Object location annotation data:
— BEGIN —
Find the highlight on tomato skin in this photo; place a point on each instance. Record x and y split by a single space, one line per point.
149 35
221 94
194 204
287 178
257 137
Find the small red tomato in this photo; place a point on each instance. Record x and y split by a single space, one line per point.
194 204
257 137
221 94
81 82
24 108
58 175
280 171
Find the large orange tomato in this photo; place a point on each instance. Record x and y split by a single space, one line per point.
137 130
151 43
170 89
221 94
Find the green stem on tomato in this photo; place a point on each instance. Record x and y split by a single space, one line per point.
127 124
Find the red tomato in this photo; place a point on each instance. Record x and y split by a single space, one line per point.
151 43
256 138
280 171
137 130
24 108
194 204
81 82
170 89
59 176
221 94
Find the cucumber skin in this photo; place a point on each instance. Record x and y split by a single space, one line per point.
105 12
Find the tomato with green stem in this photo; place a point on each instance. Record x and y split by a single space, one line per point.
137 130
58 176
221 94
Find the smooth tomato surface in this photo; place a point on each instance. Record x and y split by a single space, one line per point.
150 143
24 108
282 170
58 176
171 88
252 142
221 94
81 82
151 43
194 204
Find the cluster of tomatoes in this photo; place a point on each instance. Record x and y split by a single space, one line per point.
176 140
— END —
_Work to do_:
Format all of the material above as a CSV with two columns, instruction and coordinates, giving one row per instruction. Put each field in double quotes and replace any line breaks inside a field with spaces.

_Complete response_:
instruction,coordinates
"Find the highlight on tomato skin in this photo; place a point on each instance. Record x and y split by a single space, one line per point.","149 35 221 94 194 204 287 178 257 137"
"Find the small red tomato in this photo; place a point on each instance. Record x and y split by a single space, one line per point.","194 204 257 137 221 94 81 82 24 108 58 175 280 171"
"Find the large orange tomato in this photo; place a point on each instance. Record x and y split by a single space, one line per point.","137 130 151 43 170 89 221 94"
"Find the green stem on tomato in this photo; place a point on each instance. Record x and y split by a single space, one line per point.","127 124"
"Find the red tomato in this photo; place a point on each instance. Record x and y split by a single space, one line per point.","151 43 256 138 280 171 137 130 24 108 194 204 81 82 170 89 59 176 221 94"
"Find the cucumber skin in this photo; place a point on each instance. Record x and y split by a single space, one line per point.","105 12"
"Find the tomato with green stem in this photo; place a point on each instance. Record x and y split by a single space, one line per point.","137 130 58 176 221 94"
"Find the smooth tomato surface in this photo; place a point on each instance. Record x and y split by a single space, one line per point.","150 143 24 108 282 170 58 176 171 88 252 142 221 94 81 82 151 43 194 204"
"Find the cluster of tomatoes in this photo; place a point on each instance. Record x and y split by a single space, one line per point.","176 140"